• Aim of the task
Change "smiling face" to "happy face" in the stretch from the line containing "instance like [20,240]." through the end of the records. Give those lines back with nothing else altered.

• Material provided
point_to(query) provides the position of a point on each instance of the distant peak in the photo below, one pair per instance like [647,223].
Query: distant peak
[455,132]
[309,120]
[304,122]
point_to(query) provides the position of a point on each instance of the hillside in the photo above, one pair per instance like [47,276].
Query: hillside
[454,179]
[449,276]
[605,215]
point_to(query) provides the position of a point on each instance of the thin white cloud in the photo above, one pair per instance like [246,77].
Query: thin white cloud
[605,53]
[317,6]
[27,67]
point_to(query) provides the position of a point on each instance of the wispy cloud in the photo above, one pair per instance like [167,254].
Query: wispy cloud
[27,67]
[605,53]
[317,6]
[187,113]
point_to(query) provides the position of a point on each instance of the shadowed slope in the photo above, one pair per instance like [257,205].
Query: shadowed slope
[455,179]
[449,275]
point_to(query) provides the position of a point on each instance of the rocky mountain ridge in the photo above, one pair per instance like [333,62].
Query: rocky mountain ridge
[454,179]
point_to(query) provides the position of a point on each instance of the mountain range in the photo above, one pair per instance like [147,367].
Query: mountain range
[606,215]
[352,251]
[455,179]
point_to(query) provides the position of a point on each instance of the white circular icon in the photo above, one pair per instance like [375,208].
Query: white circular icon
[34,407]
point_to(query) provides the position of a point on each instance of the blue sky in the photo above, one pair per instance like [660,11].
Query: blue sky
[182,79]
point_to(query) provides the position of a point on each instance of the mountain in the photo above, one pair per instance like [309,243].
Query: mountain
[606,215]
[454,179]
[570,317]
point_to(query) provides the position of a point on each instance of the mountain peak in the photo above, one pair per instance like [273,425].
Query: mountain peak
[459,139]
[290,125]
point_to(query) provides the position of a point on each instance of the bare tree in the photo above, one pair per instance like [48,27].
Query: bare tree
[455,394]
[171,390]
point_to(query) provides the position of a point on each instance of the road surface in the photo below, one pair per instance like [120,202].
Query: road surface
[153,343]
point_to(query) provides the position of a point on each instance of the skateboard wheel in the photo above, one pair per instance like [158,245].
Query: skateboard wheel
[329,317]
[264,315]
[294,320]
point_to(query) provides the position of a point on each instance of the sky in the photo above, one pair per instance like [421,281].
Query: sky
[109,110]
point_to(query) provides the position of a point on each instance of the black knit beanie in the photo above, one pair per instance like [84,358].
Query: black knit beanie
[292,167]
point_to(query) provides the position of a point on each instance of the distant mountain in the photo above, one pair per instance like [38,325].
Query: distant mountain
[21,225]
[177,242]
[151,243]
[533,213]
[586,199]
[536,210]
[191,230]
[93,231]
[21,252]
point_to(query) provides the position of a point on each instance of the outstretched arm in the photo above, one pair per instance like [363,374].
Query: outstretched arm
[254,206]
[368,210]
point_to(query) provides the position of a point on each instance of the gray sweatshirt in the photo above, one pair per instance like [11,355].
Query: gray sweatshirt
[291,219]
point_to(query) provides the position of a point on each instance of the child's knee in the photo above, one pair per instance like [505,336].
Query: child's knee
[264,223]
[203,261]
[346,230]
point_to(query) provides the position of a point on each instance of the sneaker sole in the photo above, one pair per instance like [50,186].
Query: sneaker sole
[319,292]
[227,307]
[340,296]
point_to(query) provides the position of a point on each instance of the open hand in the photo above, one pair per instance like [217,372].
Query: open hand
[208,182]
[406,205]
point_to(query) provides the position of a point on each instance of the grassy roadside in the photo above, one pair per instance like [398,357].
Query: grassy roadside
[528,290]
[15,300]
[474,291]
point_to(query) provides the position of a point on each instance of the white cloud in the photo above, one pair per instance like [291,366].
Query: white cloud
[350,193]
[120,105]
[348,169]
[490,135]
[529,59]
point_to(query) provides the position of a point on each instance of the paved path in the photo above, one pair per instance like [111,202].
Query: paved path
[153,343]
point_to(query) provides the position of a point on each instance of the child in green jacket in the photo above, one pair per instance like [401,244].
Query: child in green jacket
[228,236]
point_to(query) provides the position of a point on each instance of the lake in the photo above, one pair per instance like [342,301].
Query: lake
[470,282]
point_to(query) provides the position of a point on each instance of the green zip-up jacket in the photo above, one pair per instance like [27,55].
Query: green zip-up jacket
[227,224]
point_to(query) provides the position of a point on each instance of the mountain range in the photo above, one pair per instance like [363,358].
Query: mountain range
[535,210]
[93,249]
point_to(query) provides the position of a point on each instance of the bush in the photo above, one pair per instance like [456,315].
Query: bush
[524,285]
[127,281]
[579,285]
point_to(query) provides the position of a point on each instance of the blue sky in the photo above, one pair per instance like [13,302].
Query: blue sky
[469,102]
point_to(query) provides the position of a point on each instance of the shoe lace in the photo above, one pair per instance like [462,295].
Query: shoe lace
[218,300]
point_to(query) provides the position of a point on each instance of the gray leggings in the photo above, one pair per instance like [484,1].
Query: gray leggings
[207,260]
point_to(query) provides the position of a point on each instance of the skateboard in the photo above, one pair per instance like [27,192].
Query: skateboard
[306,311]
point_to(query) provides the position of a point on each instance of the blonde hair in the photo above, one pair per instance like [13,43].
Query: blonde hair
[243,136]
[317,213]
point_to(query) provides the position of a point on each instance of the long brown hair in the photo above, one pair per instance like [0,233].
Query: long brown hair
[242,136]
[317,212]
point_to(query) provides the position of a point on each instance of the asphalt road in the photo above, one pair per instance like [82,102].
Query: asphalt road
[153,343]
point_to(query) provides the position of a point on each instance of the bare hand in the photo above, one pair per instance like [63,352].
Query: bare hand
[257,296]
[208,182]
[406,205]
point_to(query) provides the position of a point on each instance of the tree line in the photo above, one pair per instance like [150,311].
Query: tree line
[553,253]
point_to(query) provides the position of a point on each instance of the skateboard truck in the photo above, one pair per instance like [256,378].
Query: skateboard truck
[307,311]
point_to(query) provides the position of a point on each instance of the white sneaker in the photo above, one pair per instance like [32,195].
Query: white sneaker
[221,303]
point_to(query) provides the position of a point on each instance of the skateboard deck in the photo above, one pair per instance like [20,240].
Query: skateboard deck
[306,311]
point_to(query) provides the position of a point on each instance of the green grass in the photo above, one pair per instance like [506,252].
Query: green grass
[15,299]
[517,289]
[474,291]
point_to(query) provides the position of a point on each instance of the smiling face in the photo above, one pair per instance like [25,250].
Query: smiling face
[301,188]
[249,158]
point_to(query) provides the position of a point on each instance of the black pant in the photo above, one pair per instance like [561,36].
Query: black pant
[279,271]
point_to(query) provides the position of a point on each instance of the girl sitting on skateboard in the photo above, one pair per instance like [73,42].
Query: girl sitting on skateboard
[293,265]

• Complete response
point_to(query) provides the position of a point on each instance of the skateboard deck in the photo above, one pair per instance like [20,240].
Query: skateboard deck
[306,311]
point_to(query) provides the position of a point on each instance of the green grass in the photo above, one pair per instance like [506,252].
Query: green grass
[15,299]
[517,289]
[474,291]
point_to(query) provides the position of a point on each instance of the happy face in the photo above, one pair per instance like [25,250].
Query: happy face
[301,188]
[249,158]
point_to(query) provides the position of a point on each instance of the black pant in the photo above, one pair per instance like [561,36].
Query: black pant
[279,271]
point_to(query) provides the position of a point on each instance of the girl sitting on skateboard in the photo above, one pair per instance like [73,42].
Query: girl sitting on skateboard
[293,265]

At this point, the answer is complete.